Direction -
Copy the records that follow exactly as written, but not their pictures.

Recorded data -
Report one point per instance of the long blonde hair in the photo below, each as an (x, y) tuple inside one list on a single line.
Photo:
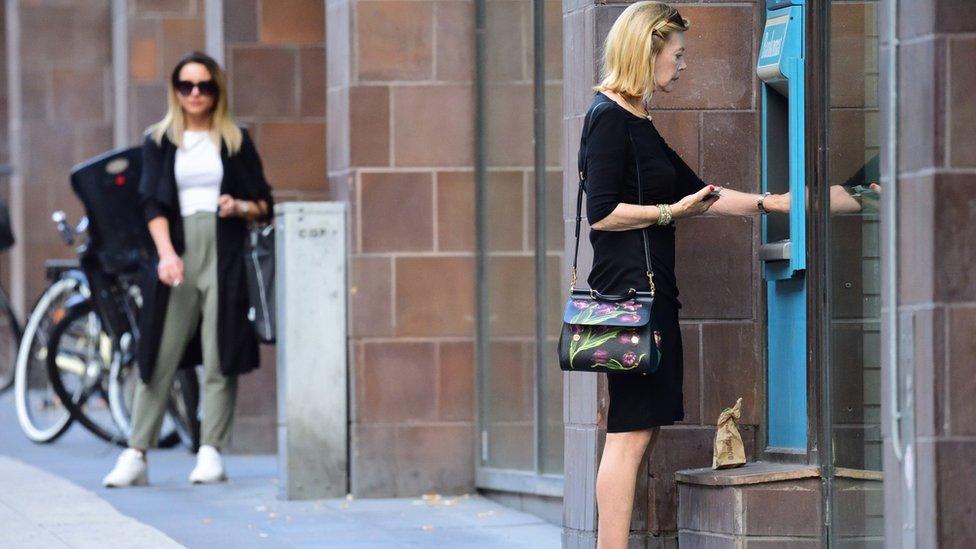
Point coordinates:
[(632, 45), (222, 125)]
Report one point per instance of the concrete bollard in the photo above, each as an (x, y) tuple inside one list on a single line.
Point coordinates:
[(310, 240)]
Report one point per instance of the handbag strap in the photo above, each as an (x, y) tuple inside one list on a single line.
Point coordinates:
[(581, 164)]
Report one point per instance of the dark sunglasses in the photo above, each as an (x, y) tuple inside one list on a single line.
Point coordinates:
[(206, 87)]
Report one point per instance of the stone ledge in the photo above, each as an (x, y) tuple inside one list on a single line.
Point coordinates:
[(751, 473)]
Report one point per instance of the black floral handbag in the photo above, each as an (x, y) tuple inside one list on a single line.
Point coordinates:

The answer -
Report one point per instance of the long blonde hair in the photo below, each as an (x, y) tuple inside one list on a single line.
Photo:
Point coordinates:
[(632, 45), (222, 125)]
Report one point per instance of the concrete bollard in the photo above, each as an (x, y) tuple inside one list on a single line.
Point coordinates:
[(310, 240)]
Report one point per instance of the handbag strap in the photo above, each as an (x, y) tuple inside one list on a single line.
Point coordinates:
[(581, 164)]
Report one point per instance of the dark sunglasses in the photo above, each as an (x, y) tuple inside one list on a single line.
Point coordinates:
[(206, 87)]
Report one point per instance of the stone ledge in the photo above, each as an (x, y) tuple inside one list on a single line.
Point coordinates:
[(751, 473)]
Report one point per instance of the black floral handbag in the photo above, each as an (x, y) tuple inside one list on a single line.
Point coordinates:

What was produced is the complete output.